__QUOTED PASSAGE__
---------------
- Directed by: Jeff Burr
- Screenplay by: Benjamin Carr
- Produced by: Charles Band Harlan Freedman Kirk Edward Hansen
- Starring: John Patrick White Taylor Locke Lauren Summers Jim Metzler Belinda Montgomery Gabriel Spahiu Jimmy Herman
- Cinematography: Viorel Sergovici
- Edited by: Barrett Taylor
- Music by: Dennis Smith
- Production companies: Canarom Productions The Kushner-Locke Company Castel Film Romania
- Distributed by: Full Moon Entertainment
- Release date: February 16, 1999;
- Running time: 95 minutes
- Countries: Canada United States Romania
- Language: English
- Budget: $800,000

= Phantom Town =

Phantom Town (later released in 2013 as Spooky Town on DVD) is a 1999 Canadian-American-Romanian horror fantasy Western film directed by Jeff Burr with the screenplay by Benjamin Carr. The film starred John Patrick White, Taylor Locke, Lauren Summers, Jim Metzler, Belinda Montgomery, and Gabriel Spahiu. The film focuses on Mike, a sixteen-year-old boy, and his two younger siblings as they search for their missing parents in the mysterious town of Long Hand, which according to maps does not exist at all.
---------------
__SUPPLIED MATERIAL__
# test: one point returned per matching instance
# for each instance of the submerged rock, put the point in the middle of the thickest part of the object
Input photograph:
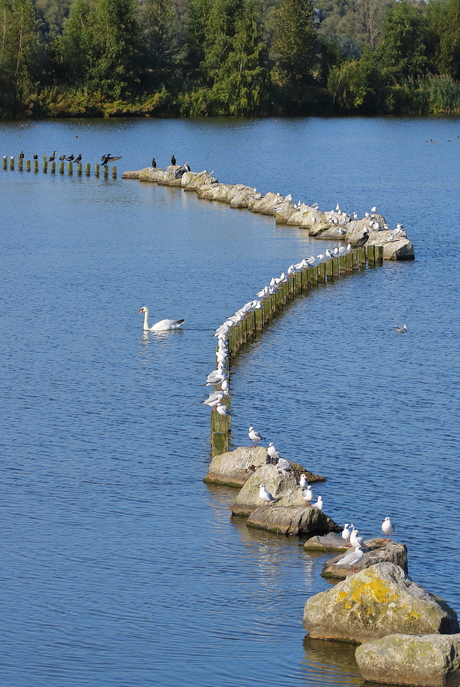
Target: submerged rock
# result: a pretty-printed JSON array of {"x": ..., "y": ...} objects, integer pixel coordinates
---------------
__PROBLEM REQUIREMENTS__
Using the Phantom Town text, answer:
1. Who edited the film?
2. What was its budget?
3. What is the name of the town the siblings search in?

__RESPONSE TO THE EXERCISE__
1. Barrett Taylor
2. $800,000
3. Long Hand